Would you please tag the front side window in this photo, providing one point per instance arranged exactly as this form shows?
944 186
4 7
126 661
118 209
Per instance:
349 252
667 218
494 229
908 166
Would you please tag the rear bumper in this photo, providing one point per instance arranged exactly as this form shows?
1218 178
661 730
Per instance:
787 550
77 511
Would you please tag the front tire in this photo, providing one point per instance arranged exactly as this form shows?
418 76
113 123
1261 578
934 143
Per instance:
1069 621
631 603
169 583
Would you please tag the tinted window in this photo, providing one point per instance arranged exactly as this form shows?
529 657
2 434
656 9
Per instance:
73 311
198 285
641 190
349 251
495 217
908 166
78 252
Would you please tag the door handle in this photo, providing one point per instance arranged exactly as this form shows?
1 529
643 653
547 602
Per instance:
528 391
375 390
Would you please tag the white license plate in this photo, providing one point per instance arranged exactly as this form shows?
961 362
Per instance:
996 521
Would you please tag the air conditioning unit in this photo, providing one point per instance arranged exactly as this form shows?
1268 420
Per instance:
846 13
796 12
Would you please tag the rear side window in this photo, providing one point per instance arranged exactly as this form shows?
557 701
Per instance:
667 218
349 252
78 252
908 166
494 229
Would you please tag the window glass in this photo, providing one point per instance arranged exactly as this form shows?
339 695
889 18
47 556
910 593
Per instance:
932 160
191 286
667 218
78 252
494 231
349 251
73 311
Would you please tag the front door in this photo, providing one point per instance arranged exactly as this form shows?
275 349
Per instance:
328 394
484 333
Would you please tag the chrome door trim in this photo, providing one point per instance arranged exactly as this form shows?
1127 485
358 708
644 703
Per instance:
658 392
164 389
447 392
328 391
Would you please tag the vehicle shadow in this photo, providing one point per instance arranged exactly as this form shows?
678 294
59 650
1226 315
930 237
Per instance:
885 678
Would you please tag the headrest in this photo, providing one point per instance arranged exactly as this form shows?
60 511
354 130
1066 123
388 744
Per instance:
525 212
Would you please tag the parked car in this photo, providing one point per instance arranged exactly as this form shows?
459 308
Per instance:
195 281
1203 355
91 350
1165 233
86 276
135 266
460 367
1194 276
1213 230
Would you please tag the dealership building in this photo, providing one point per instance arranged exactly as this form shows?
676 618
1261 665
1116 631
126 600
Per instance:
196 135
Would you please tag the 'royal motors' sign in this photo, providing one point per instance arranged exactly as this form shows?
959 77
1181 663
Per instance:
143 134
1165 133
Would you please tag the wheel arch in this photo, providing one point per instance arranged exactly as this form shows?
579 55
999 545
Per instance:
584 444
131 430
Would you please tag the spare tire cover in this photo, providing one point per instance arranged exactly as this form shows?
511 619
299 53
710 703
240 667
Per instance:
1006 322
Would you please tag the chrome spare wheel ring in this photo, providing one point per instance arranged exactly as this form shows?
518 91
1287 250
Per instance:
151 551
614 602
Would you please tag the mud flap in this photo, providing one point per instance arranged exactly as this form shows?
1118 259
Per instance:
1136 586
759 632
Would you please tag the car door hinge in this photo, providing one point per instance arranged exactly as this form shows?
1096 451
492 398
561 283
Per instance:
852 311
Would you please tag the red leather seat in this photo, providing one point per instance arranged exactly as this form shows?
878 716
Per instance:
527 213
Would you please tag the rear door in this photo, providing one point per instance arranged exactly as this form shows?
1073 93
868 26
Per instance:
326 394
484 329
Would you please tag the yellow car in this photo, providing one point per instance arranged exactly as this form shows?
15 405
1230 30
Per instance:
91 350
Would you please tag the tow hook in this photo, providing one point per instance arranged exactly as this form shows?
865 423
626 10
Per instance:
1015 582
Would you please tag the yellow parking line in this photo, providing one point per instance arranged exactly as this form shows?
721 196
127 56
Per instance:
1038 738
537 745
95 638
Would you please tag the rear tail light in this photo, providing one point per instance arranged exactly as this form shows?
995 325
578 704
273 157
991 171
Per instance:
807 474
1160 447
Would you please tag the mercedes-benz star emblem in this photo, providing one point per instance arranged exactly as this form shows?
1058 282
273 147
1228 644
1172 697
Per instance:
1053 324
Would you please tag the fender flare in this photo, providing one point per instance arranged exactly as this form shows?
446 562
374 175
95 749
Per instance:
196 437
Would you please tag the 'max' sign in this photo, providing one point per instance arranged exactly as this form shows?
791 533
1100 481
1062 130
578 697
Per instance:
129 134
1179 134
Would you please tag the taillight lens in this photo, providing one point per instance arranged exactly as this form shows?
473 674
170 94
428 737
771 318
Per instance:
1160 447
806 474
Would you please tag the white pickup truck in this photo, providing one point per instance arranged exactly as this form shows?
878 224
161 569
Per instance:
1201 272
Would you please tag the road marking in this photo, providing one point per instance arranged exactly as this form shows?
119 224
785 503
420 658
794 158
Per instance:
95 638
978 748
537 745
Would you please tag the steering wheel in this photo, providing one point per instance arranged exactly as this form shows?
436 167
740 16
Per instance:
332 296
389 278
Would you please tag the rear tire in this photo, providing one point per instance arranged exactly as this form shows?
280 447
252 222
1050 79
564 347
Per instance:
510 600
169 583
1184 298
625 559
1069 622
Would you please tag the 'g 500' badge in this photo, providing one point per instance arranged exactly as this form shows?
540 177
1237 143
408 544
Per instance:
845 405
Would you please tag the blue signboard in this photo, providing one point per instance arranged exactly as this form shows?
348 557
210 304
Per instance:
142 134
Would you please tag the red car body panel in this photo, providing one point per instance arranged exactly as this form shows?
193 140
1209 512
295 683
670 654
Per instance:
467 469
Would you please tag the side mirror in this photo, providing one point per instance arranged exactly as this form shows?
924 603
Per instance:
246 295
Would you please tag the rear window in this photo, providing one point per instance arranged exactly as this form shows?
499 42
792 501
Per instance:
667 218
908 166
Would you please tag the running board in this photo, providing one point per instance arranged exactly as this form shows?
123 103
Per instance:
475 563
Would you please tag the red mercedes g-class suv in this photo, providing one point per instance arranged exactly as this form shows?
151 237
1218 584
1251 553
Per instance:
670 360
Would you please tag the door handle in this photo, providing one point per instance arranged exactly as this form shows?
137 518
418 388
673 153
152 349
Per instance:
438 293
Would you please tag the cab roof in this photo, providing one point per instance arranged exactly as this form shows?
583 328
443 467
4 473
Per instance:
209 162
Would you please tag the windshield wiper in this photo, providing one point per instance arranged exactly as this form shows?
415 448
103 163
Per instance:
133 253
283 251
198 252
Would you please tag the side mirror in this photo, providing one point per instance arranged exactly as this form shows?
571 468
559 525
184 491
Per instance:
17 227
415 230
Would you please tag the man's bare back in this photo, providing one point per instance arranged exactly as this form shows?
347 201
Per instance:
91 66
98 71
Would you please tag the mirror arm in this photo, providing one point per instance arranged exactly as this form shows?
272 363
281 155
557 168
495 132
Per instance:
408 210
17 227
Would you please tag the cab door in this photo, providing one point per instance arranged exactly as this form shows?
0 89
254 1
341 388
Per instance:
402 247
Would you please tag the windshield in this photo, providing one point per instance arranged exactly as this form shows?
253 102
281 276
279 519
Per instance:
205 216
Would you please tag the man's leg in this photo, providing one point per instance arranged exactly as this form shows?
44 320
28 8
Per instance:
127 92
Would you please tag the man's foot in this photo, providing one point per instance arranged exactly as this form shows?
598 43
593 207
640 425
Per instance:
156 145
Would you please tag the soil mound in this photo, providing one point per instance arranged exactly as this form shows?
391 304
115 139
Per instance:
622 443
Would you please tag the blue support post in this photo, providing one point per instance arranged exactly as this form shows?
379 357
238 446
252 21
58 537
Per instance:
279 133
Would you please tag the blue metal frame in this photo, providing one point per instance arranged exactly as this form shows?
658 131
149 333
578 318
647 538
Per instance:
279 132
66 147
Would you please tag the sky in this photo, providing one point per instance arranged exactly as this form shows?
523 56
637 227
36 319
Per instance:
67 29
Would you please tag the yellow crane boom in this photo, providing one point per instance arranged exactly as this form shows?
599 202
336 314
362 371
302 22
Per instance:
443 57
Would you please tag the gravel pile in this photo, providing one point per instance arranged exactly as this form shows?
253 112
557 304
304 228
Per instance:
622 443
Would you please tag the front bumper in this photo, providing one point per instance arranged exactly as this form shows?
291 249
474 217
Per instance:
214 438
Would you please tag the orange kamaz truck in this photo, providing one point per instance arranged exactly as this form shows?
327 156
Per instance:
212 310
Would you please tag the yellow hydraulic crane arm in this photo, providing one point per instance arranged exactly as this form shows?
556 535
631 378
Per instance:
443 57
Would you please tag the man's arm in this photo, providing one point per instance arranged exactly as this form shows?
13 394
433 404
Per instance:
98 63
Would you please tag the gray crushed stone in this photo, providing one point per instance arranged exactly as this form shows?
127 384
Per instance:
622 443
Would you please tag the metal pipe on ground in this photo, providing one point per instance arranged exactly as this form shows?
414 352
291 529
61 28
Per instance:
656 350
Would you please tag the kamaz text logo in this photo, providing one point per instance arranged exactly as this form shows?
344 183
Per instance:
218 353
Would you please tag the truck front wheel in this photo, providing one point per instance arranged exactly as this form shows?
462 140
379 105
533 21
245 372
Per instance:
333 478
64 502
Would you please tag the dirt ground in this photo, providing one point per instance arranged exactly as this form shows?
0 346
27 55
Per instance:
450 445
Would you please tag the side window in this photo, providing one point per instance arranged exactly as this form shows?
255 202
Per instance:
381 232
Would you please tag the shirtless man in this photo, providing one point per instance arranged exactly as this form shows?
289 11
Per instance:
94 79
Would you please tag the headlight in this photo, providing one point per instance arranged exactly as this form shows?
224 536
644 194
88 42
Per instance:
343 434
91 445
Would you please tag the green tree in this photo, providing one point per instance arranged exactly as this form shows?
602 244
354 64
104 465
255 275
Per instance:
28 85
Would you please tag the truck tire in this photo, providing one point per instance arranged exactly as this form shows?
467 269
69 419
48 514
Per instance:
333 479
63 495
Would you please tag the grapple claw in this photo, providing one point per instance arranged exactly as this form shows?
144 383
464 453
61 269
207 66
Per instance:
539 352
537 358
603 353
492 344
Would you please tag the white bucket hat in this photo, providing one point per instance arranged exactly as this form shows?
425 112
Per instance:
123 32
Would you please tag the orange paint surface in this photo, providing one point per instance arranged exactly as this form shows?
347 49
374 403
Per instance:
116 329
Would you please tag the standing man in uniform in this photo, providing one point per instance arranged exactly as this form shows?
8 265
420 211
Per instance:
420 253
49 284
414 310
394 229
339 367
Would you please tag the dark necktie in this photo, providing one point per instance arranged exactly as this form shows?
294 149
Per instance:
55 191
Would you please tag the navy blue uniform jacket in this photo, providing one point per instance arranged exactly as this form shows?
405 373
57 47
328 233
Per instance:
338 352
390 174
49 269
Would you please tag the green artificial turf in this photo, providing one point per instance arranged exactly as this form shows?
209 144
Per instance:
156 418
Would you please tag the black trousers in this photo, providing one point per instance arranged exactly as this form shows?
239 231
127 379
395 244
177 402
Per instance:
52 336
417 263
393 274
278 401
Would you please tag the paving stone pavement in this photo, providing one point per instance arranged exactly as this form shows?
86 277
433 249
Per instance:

---+---

**REQUIRED WORK:**
Write out once more the lines above beginning at the line with "Would you please tag the navy"; continue through the final line and stop there.

**WORKED ANSWER:**
Would you please tag the navy blue uniform jacket in this photo, providing one point per instance arranged exactly as this form shows?
405 373
57 47
328 233
Per instance:
338 352
390 174
49 269
Would you please tag the green artificial turf in this photo, providing one point per instance arranged exactly as this form shows?
209 144
Per instance:
156 418
Would you please tag the black trousers in this photo, providing one point per instance arranged exactly as this form shows?
239 231
127 379
395 244
177 402
Per instance:
52 336
417 263
393 274
278 401
Would you please tag the paving stone pavement in this photo, providing one point per instance arranged exactly as this form shows?
86 277
433 249
Per instance:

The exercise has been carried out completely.